__Tekstfragment__.

§ §

Minister Van ‘t Wout ziet geen reden voor het stimuleren van verschillende vormen van energie uit water, want andere vormen van hernieuwbare elektriciteit zijn goedkoper. Het is geen taak van de overheid om met opdrachten bij te dragen aan opschaling en kostendaling, aldus de minister -een redenering die de Nederlandse overheid vaker poneert. De sector hoopt op een herziening van dit standpunt in 2023 en verlegt intussen de aandacht richting het buitenland.
Er is al jaren veel onderzoek naar energie uit water in Nederland, dat wil zeggen uit de stroming van het tij, de beweging van golfslag of het verschil tussen zout en zoet water. Er lopen enkele demonstratieprojecten, zoals de getijdenturbines in de Oosterscheldekering van Tocardo, een golfslagproef bij Texel (Slow Mill), en de ‘blauwe energiecentrale’ werkend op het principe van reverse electro dialysis (RED) op de Afsluitdijk (Redstack). In 2019 liet de overheid al eens de potentie van de sector onderzoeken, met als conclusie dat deze potentie er zeker was, maar dat regie en steun nodig zijn.
Destijds, in 2019, beloofde toenmalig minister van Economische Zaken en Klimaat Eric Wiebes de Tweede Kamer dat hij met een routekaart elektriciteit uit water (EUW) zou komen. Voor die toezegging is wederom een verkenning Stroom uit Water opgesteld door TNO, waarop de demissionair minister Van ‘t Wout nu zijn beleid baseert.

§ §

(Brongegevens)
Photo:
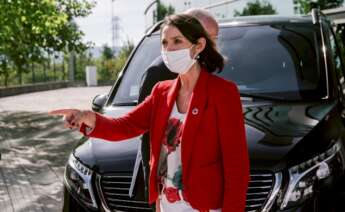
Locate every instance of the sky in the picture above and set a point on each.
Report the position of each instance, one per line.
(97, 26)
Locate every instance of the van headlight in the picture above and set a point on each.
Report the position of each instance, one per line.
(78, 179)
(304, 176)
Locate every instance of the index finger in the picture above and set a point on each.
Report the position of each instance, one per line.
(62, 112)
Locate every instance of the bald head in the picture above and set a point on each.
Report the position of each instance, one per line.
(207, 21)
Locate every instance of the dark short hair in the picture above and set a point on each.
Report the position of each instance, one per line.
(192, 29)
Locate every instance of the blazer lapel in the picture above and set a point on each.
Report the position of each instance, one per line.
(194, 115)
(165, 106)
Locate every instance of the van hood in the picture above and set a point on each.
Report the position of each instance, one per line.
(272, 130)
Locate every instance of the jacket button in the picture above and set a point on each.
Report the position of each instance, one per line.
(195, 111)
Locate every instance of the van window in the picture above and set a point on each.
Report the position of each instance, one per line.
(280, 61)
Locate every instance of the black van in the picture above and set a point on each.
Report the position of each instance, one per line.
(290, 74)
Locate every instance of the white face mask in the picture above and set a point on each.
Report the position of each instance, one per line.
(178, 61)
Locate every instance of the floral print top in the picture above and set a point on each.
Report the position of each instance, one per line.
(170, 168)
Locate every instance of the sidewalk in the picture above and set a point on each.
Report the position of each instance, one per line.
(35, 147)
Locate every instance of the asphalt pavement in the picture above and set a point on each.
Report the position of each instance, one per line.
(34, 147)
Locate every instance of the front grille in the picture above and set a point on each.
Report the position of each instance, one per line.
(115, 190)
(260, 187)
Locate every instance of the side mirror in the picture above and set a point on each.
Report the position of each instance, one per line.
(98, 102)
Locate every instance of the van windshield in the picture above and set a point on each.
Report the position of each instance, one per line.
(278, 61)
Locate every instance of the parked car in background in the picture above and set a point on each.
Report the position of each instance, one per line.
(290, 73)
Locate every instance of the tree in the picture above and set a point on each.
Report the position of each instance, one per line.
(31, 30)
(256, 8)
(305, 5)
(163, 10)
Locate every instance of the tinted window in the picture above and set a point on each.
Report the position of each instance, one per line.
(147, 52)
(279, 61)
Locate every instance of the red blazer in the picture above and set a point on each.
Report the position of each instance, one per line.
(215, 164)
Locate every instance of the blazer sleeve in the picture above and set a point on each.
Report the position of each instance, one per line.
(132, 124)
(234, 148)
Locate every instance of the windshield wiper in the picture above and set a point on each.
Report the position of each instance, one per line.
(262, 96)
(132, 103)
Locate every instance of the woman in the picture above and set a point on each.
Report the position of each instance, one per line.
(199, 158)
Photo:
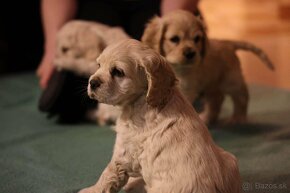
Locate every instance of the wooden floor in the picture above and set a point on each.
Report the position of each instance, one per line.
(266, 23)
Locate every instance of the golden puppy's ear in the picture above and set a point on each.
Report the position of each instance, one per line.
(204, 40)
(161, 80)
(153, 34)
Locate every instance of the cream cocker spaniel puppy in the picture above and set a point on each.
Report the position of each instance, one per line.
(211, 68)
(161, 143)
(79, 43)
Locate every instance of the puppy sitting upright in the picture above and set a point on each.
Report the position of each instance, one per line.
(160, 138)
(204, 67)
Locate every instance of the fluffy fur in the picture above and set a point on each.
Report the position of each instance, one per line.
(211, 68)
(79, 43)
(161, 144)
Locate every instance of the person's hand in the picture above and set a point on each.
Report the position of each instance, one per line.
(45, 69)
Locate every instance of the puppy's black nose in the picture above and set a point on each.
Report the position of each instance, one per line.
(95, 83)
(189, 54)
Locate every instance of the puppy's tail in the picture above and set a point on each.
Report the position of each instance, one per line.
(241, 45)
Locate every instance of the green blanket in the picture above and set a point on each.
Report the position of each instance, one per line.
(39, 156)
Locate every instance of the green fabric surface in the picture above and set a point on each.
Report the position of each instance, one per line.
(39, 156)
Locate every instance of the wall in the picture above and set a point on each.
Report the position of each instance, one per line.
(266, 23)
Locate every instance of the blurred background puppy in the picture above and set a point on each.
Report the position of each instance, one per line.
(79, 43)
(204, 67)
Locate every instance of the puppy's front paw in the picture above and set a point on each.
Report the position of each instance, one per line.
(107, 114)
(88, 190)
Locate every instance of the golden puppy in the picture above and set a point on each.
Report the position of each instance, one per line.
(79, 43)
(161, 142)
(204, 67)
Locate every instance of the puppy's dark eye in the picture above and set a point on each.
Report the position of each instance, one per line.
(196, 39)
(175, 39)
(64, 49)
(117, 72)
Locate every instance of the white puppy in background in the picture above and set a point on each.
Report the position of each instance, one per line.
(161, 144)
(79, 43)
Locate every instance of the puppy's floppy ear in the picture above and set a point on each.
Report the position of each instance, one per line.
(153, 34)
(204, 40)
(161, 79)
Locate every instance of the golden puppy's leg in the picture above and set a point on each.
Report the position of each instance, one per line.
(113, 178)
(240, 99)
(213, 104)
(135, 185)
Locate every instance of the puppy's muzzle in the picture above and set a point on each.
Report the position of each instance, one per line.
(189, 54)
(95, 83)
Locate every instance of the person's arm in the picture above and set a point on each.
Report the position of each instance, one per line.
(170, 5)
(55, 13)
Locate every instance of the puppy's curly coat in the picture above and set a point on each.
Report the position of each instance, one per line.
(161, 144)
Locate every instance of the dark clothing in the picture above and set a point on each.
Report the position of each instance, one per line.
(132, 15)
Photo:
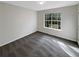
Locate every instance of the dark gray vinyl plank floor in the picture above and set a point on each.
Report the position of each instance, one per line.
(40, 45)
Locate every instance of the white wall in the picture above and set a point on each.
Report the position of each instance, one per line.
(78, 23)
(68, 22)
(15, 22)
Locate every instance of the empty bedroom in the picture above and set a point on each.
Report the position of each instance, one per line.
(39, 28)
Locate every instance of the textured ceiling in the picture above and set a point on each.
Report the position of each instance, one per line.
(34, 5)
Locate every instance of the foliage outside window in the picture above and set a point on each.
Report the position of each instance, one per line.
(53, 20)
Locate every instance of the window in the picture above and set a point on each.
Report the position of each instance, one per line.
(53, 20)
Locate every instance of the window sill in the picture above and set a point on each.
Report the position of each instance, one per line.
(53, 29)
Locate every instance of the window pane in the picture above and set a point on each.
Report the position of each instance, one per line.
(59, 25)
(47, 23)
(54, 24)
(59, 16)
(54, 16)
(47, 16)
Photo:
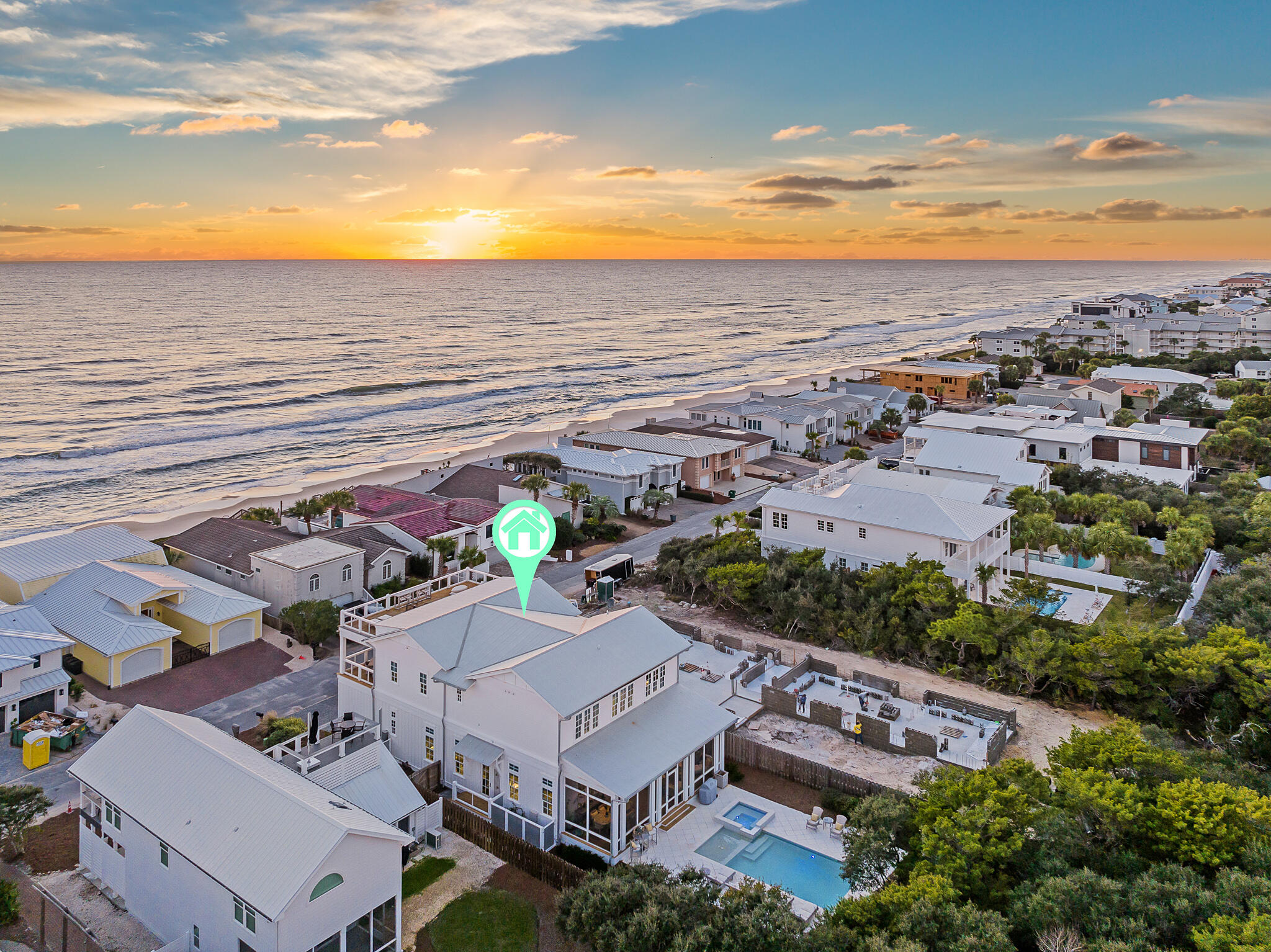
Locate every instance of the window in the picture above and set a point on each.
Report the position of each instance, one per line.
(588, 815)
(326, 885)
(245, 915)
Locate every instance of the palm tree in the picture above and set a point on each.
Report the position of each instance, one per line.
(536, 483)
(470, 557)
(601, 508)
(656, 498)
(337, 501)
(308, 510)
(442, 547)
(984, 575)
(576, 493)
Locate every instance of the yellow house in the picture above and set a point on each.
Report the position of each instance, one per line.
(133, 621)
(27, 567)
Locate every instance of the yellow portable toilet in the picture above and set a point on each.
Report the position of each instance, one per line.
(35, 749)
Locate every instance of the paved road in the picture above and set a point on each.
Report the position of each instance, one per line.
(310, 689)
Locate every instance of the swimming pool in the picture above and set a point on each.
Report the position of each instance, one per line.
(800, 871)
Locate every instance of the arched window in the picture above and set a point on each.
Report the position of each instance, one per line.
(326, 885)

§ §

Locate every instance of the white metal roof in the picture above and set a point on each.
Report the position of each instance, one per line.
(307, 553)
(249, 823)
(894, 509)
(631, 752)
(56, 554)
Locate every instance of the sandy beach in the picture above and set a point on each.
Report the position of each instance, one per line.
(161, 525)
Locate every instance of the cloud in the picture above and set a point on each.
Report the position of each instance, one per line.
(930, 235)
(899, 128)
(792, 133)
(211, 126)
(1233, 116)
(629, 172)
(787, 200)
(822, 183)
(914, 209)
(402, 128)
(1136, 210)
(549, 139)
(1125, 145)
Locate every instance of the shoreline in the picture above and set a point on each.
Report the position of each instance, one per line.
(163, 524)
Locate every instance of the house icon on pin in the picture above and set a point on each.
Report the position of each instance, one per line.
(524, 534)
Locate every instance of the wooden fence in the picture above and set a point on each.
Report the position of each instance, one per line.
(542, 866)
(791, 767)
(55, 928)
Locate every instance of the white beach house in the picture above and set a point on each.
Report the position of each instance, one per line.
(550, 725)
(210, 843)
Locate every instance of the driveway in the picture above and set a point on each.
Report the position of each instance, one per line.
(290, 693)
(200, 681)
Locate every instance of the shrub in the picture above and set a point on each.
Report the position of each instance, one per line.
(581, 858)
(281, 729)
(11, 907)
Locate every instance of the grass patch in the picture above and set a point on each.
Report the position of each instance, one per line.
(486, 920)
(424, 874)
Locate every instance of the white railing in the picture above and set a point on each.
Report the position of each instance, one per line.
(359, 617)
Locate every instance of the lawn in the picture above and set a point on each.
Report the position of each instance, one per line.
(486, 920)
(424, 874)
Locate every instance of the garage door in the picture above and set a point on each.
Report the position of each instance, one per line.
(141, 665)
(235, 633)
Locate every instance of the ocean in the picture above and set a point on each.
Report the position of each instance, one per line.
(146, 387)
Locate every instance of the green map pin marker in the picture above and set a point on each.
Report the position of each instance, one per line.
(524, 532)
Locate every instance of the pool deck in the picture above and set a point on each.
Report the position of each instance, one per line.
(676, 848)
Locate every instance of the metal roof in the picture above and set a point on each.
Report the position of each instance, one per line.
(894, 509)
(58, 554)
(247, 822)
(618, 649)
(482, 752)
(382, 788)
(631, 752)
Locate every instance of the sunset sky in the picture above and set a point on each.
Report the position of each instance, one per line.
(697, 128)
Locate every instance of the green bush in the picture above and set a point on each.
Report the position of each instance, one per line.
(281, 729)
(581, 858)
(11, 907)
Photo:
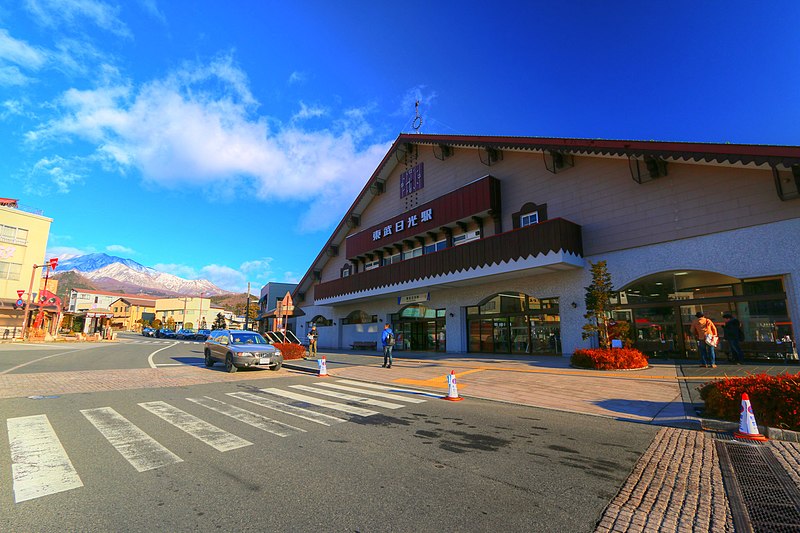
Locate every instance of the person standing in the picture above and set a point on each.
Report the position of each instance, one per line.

§ §

__Uit te voeren werk__.
(a) Noem alle demonstratieprojecten die de tekst over energie uit water vermeldt.
(b) Toon elke regel van de gegevens waarin de tekenreeks "person" voorkomt.
De gegevens staan los van de tekst.

__Antwoorden per opdracht__.
(a)
- de getijdenturbines in de Oosterscheldekering van Tocardo
- een golfslagproef bij Texel (Slow Mill)
- de ‘blauwe energiecentrale’ op de Afsluitdijk, werkend op het principe van reverse electro dialysis (RED) (Redstack)

(b)
Locate every instance of the person's hand in the picture above and set a point on each.
Locate every instance of the person's arm in the picture above and set a point on each.
Locate every instance of the person standing in the picture above and set a point on each.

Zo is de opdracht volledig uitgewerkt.